_Task to carry out_:
Copy out the rows below word for word, from the line containing "Find the tall reed" through the last row, including both ends.

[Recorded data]

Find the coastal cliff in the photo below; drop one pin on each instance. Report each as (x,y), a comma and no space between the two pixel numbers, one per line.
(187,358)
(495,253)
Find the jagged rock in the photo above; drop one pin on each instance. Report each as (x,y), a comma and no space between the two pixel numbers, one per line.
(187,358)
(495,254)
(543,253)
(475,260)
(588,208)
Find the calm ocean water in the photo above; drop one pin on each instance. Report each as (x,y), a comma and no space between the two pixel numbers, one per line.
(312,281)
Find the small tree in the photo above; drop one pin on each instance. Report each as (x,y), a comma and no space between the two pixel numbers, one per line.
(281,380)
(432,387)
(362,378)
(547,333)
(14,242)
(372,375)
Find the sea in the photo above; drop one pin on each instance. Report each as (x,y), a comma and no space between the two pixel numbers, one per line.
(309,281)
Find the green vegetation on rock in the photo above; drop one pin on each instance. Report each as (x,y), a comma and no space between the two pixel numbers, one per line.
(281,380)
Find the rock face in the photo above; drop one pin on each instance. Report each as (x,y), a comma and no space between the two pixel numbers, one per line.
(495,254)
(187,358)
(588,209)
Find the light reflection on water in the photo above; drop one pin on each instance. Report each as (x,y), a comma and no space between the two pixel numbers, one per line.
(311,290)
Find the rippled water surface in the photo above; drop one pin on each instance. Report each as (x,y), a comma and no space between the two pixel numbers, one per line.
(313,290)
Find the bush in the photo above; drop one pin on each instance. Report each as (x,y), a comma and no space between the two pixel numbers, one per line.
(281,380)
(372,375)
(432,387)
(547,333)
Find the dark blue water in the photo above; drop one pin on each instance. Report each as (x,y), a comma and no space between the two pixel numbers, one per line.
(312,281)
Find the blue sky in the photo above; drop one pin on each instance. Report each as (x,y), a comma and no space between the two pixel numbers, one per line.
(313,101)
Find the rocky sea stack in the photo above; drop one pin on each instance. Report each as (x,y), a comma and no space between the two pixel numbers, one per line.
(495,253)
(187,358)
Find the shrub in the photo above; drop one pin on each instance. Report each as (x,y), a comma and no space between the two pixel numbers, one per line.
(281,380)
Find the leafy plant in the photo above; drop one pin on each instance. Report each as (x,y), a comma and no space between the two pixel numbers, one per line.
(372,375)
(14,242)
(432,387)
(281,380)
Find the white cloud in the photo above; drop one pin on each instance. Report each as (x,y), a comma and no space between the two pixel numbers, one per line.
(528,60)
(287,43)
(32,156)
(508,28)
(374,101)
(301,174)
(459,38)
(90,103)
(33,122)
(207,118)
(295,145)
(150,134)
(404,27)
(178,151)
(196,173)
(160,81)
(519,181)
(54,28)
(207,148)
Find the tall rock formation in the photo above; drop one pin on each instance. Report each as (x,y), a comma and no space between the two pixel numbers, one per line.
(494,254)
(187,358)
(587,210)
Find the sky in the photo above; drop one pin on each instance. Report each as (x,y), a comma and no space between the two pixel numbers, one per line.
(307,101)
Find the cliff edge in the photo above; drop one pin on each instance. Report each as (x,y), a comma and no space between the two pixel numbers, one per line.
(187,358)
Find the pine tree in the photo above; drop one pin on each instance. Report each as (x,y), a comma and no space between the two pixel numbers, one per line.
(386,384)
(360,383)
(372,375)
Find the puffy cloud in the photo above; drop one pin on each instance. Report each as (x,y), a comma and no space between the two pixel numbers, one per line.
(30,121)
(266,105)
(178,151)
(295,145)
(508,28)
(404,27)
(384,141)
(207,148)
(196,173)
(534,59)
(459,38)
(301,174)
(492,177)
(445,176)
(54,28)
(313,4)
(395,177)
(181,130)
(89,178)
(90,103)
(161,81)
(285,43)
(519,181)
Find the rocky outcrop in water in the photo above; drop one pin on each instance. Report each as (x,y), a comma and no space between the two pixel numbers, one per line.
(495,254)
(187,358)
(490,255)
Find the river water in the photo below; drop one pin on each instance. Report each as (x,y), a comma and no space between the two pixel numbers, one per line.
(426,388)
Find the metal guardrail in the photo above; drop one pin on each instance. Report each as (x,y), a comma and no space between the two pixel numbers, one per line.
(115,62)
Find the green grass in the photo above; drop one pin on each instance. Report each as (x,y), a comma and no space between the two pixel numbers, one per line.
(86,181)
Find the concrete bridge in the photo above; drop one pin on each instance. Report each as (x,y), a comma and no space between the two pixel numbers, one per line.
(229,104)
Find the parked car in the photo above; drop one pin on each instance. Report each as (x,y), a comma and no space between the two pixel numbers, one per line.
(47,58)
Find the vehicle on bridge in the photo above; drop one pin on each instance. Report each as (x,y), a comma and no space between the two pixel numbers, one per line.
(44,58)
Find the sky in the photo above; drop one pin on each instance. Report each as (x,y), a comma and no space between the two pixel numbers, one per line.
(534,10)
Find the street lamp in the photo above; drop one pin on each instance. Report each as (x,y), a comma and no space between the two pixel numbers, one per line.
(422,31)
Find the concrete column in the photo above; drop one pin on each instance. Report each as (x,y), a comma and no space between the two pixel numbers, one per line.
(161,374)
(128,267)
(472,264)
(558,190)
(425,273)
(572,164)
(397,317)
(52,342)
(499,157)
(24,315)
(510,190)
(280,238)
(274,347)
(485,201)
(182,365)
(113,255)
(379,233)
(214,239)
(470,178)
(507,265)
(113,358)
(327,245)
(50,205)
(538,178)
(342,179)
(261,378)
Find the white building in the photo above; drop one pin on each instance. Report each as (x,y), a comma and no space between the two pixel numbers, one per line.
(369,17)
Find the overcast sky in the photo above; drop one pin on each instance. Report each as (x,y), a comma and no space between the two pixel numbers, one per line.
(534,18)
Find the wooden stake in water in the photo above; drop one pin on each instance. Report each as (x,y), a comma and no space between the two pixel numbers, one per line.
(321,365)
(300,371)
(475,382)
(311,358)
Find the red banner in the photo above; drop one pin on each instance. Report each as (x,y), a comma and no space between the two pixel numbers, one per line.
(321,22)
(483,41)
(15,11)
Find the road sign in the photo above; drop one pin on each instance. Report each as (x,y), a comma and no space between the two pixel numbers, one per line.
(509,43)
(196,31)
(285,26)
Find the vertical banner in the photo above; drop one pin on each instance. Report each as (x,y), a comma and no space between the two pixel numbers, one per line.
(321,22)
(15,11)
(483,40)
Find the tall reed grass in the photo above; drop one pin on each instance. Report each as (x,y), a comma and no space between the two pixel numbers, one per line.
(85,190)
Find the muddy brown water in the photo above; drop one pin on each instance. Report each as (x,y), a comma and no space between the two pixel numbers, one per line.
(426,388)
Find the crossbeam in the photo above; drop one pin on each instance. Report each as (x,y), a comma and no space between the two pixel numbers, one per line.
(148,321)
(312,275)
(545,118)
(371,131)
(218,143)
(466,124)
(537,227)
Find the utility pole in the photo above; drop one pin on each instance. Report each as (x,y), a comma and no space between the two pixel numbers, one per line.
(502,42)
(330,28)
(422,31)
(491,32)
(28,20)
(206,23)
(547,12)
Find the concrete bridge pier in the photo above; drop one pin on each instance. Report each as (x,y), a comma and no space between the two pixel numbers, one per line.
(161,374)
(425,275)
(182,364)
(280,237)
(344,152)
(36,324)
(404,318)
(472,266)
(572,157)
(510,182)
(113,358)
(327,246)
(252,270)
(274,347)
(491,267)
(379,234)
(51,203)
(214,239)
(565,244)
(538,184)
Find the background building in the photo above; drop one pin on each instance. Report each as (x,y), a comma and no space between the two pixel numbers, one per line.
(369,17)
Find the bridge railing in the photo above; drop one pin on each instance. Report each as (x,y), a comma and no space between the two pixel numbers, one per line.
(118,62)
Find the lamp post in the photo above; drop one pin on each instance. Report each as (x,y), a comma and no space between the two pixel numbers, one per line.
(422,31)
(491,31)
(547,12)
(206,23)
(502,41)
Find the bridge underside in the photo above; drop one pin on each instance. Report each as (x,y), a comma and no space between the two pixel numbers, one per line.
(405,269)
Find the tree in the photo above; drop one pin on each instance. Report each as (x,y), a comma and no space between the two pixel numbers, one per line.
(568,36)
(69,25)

_Result for this exercise_:
Find the tall reed grass in the photo above; drop one pin on each instance. Report each as (x,y), a comma and no space between the two pixel numbers, one per line.
(85,190)
Find the muddy brown water in the photo above; drop one pin on each instance. Report each as (x,y), a comma and no space between the two pixel numbers, one per line.
(426,388)
Find the crossbeam in the photo above; drop one pin on each instance. Report each as (x,y), a comma and no space between the two pixel numbers, one per line.
(148,321)
(312,275)
(545,118)
(371,131)
(218,143)
(466,124)
(537,227)
Find the utility pole in the photo above; drop one pin on each instance. Report each as (x,y), a comma and no space between the two pixel numbers, one per line.
(502,42)
(330,28)
(422,31)
(491,32)
(28,20)
(206,23)
(547,12)
Find the concrete bridge pier in the photo above; drop one pin on each instance. Report each as (x,y), a comma and no space between the two pixel numbers, one per line.
(161,374)
(425,275)
(182,364)
(280,237)
(344,152)
(36,324)
(404,318)
(472,266)
(572,157)
(510,182)
(113,358)
(327,246)
(252,270)
(274,347)
(491,267)
(379,234)
(51,203)
(214,239)
(565,244)
(538,184)
Find the background building in the photo above; drop one pin on each instance. Report each as (x,y), a comma and no space between the two pixel numbers, one per line.
(369,17)
Find the bridge railing in the photo above; drop one pin on each instance. Report each as (x,y), a comma and no space between the two pixel numbers, one per line.
(118,62)
Find the lamp post in the photo above; drop one pin on each instance. Report each as (x,y), a comma and no space between the two pixel numbers, one per line.
(422,31)
(491,31)
(547,12)
(206,23)
(502,41)
Find the bridge underside in the photo above; drop one pin on each instance. Report each as (x,y), a comma and no space between the two pixel numbers, one per line.
(405,269)
Find the tree in the photo above; drop one pin on each instance. Report each as (x,y), a comma and no space between the two pixel numbers, one per line.
(568,36)
(69,25)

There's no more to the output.